**Source records**
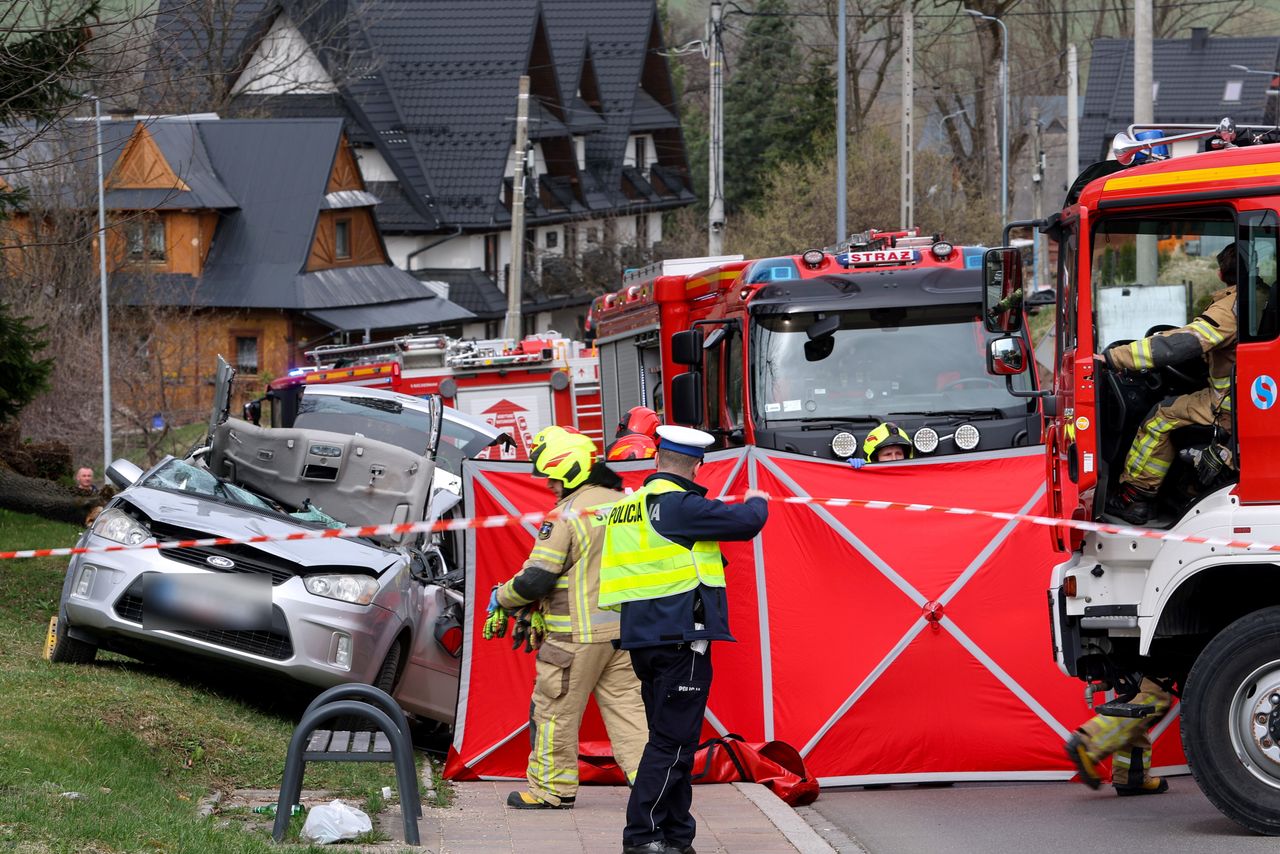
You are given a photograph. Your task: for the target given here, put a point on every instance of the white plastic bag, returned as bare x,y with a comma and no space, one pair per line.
333,822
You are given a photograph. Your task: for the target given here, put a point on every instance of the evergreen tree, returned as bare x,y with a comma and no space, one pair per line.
39,77
775,103
22,374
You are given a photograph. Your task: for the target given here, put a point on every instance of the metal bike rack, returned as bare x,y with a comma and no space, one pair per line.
314,744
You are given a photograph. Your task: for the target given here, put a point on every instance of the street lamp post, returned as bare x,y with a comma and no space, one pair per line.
1004,112
101,273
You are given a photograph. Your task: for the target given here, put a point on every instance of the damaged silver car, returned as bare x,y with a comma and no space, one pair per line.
378,610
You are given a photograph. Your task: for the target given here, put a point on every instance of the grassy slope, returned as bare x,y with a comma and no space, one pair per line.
141,747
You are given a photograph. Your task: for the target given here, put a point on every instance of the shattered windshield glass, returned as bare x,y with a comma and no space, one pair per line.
876,362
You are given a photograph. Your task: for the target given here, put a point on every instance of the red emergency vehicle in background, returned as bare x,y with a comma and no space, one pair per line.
1137,250
810,352
517,387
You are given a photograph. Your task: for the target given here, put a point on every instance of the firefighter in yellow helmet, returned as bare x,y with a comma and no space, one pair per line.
576,658
887,443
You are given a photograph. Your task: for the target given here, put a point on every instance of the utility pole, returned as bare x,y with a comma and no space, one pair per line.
101,274
716,153
1073,117
841,123
908,105
1038,200
517,214
1143,113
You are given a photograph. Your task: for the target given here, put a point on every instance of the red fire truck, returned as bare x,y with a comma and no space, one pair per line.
809,352
517,387
1137,250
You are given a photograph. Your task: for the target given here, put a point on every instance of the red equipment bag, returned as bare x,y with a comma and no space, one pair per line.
773,763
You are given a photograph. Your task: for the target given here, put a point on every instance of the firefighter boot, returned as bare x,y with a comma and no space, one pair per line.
1129,772
1082,761
525,800
1133,505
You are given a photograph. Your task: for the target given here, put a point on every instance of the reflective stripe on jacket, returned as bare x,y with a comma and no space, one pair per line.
641,563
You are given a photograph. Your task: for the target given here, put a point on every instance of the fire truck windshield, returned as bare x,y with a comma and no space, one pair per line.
877,362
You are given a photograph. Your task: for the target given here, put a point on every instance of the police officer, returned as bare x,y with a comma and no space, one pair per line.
663,566
577,657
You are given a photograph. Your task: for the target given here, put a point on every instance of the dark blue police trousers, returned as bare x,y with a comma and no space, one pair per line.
673,684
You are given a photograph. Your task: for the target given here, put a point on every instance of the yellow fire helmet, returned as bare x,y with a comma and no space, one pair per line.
562,455
885,435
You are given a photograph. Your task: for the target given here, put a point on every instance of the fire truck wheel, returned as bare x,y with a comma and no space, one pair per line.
64,649
1232,721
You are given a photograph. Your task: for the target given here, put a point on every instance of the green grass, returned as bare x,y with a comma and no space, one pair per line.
141,745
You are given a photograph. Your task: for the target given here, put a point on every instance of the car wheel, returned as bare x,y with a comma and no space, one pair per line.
64,649
1232,721
384,681
389,670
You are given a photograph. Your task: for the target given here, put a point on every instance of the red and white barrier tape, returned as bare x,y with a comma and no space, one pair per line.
504,520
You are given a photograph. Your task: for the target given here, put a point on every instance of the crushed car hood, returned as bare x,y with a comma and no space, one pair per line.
216,519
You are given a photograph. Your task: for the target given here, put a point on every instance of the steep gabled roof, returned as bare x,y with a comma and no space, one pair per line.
1191,74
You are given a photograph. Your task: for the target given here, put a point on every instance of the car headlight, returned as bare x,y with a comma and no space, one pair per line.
968,437
926,439
117,525
357,589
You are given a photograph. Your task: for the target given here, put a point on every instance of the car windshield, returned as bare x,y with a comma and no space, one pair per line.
874,364
183,476
375,418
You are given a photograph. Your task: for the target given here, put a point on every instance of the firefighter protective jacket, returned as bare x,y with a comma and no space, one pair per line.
563,569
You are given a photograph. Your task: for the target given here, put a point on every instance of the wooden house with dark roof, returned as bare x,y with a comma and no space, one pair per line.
1193,82
429,97
261,231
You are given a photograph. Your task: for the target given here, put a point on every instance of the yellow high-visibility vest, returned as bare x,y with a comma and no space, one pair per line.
641,563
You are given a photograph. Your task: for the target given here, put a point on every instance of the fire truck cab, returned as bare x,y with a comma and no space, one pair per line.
810,352
1197,606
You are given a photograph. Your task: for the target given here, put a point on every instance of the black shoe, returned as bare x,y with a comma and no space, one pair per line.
1084,766
525,800
1152,786
1134,506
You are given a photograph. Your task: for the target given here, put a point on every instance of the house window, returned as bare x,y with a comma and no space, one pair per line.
342,238
246,354
145,238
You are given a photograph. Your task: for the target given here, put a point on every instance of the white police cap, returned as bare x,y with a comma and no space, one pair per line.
686,441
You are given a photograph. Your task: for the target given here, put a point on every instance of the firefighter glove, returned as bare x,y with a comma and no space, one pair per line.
496,626
536,631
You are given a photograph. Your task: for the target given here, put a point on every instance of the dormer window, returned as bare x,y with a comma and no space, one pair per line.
145,238
342,238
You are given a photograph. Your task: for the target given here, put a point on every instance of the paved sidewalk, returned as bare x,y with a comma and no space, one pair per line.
740,818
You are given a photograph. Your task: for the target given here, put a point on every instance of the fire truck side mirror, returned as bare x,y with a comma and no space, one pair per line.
1002,290
686,347
686,397
1006,356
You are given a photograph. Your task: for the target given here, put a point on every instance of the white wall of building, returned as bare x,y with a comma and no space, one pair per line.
283,63
373,164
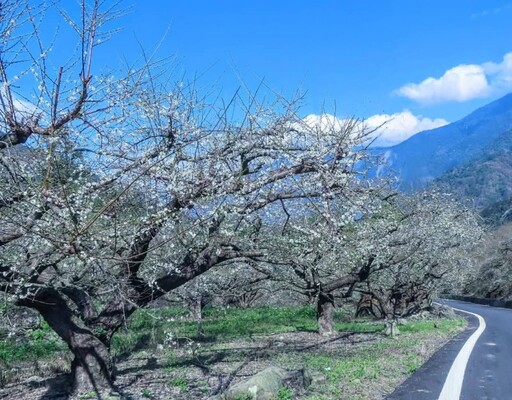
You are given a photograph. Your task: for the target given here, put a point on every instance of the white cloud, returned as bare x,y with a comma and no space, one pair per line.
462,83
395,128
388,129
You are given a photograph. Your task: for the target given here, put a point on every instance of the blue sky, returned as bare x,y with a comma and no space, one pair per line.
424,62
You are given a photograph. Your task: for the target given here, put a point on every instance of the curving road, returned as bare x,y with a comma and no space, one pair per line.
484,371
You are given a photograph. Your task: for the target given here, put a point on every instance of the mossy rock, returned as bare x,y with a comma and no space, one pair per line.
262,386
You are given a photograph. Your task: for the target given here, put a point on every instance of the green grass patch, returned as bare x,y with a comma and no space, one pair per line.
38,343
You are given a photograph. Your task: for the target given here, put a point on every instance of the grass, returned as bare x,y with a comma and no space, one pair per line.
36,344
348,370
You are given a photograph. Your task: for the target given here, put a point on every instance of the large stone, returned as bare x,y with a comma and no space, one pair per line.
262,386
442,311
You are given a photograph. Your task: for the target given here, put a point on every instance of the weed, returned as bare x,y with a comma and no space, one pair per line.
284,393
88,396
179,383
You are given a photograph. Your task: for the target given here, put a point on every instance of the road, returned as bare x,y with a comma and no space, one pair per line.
488,373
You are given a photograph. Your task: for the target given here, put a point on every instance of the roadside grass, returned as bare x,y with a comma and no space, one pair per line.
368,367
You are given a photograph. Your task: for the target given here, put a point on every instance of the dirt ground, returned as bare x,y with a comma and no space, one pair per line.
195,370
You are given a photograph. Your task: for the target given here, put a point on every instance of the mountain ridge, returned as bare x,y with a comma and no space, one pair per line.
426,156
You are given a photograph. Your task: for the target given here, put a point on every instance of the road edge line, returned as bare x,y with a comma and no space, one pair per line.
453,385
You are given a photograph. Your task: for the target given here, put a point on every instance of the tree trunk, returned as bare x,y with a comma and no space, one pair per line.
324,313
196,313
91,369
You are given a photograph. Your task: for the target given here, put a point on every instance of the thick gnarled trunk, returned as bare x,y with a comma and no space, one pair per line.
92,365
325,314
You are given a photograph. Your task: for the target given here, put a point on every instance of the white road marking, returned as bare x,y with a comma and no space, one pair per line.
453,384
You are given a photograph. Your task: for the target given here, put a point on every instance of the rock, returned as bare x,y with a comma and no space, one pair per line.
262,386
313,378
442,311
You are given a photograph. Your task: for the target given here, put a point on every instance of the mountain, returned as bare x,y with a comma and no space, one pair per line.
475,139
486,179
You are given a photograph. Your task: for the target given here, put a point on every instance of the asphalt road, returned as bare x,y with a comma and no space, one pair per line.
488,373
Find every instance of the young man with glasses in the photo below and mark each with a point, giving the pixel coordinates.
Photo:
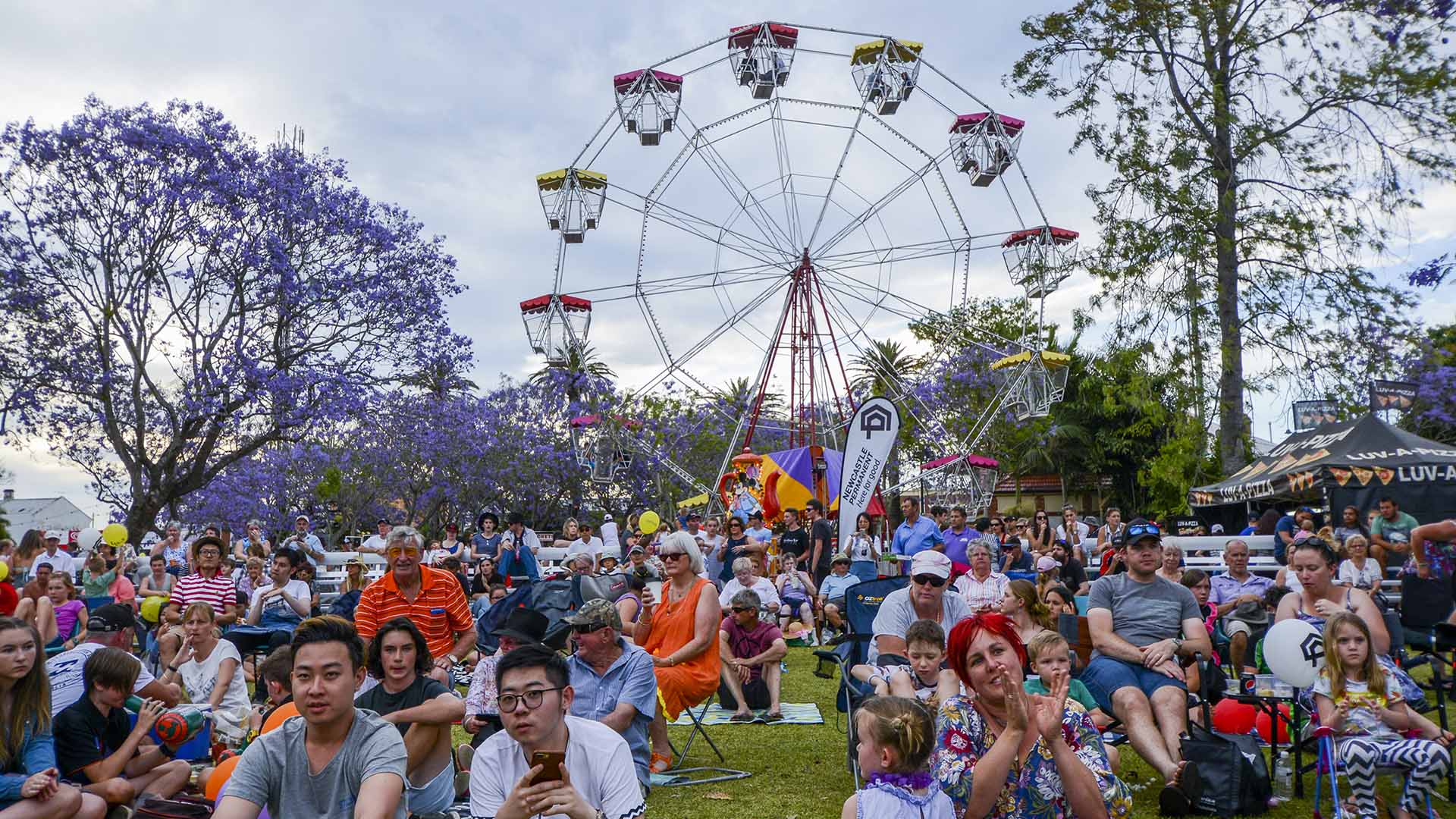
(924, 599)
(613, 679)
(1142, 627)
(598, 777)
(750, 651)
(359, 757)
(207, 585)
(428, 596)
(419, 707)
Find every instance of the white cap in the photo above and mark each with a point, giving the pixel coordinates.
(930, 561)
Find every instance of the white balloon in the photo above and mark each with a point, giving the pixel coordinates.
(1294, 651)
(88, 541)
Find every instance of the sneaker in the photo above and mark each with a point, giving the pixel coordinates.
(463, 757)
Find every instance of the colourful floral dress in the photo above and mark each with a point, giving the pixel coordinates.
(1034, 792)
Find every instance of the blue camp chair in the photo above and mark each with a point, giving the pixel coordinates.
(851, 649)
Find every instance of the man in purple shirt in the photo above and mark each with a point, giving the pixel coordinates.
(1238, 595)
(957, 538)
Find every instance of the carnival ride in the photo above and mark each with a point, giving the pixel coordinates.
(788, 229)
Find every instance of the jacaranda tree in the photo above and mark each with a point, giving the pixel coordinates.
(206, 297)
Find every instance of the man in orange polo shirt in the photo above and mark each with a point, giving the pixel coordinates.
(430, 598)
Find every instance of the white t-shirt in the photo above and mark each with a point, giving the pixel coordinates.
(200, 676)
(598, 760)
(60, 561)
(767, 595)
(277, 607)
(64, 670)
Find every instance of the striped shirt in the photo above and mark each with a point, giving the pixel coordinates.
(218, 592)
(440, 610)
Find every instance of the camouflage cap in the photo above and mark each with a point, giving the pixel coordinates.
(596, 613)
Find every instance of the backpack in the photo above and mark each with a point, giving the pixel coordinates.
(1235, 774)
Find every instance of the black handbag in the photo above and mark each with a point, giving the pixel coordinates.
(1234, 771)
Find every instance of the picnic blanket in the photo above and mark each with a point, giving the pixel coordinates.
(794, 714)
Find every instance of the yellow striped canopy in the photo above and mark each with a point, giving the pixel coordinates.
(1047, 357)
(555, 180)
(902, 50)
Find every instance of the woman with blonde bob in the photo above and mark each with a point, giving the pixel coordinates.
(680, 632)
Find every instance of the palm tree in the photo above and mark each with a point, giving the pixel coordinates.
(582, 365)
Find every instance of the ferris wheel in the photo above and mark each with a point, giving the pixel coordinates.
(770, 203)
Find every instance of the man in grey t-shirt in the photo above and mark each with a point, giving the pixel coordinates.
(1141, 624)
(364, 771)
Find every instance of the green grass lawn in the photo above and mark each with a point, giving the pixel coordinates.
(799, 771)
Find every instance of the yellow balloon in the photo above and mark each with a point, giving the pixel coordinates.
(152, 608)
(650, 522)
(114, 534)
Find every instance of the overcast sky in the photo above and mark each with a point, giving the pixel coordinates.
(453, 110)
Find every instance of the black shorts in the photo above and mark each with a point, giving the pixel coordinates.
(756, 694)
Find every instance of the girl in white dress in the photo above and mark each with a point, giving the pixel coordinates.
(896, 739)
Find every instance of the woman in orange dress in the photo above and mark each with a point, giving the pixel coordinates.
(682, 637)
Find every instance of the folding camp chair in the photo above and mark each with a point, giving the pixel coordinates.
(862, 602)
(1329, 767)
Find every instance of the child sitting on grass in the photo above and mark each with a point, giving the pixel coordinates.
(925, 645)
(1049, 654)
(896, 739)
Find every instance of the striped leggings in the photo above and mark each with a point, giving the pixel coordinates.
(1424, 760)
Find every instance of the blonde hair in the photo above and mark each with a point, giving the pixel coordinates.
(903, 726)
(1334, 665)
(1028, 595)
(1044, 642)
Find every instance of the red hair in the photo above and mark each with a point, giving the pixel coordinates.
(970, 629)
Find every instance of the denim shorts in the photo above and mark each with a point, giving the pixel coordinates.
(1106, 675)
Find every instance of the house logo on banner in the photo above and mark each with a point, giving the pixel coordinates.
(871, 436)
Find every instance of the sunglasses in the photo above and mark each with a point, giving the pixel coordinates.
(1138, 531)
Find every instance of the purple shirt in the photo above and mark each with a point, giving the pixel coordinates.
(956, 545)
(750, 643)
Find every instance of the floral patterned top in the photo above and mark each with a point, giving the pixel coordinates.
(1034, 792)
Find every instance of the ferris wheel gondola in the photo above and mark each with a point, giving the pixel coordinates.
(786, 234)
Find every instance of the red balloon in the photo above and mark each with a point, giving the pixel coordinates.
(1231, 716)
(1261, 723)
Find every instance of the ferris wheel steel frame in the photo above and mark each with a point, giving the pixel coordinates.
(780, 261)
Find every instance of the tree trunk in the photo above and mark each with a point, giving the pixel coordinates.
(1232, 419)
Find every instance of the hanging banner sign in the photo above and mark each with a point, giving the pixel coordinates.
(1310, 414)
(871, 436)
(1391, 395)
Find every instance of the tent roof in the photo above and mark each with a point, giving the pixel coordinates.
(1365, 449)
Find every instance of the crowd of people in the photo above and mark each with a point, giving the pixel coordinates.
(974, 701)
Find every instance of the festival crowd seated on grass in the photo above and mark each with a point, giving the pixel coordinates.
(963, 667)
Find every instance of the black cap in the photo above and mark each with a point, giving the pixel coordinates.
(111, 618)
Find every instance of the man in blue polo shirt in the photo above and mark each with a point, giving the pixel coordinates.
(916, 534)
(957, 537)
(613, 679)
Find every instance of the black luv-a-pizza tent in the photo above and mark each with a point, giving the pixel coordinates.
(1343, 464)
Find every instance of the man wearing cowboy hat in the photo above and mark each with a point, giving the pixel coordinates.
(613, 679)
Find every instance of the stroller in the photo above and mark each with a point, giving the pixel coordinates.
(862, 602)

**What the exercise asks**
Once the line with "Find every instance of the man in blue" is found, transcribe it and each line after it through the final line of the entries, exactly and only.

**Exercise response**
Find every instance of the man in blue polo shirt in the photo above and mark each with a point, giving the pixel coordinates.
(916, 534)
(957, 537)
(613, 679)
Find every instance of the black luv-a-pizza tent in the photo above and mark each with a point, giving the pixel coordinates.
(1343, 464)
Find every instance of the man wearing cowboy hat in the photo above and mark each with a point, giving the pixel coordinates.
(613, 679)
Find every instance of the stroller in the photo above and mark each with a point, giving the pixel coordinates.
(862, 602)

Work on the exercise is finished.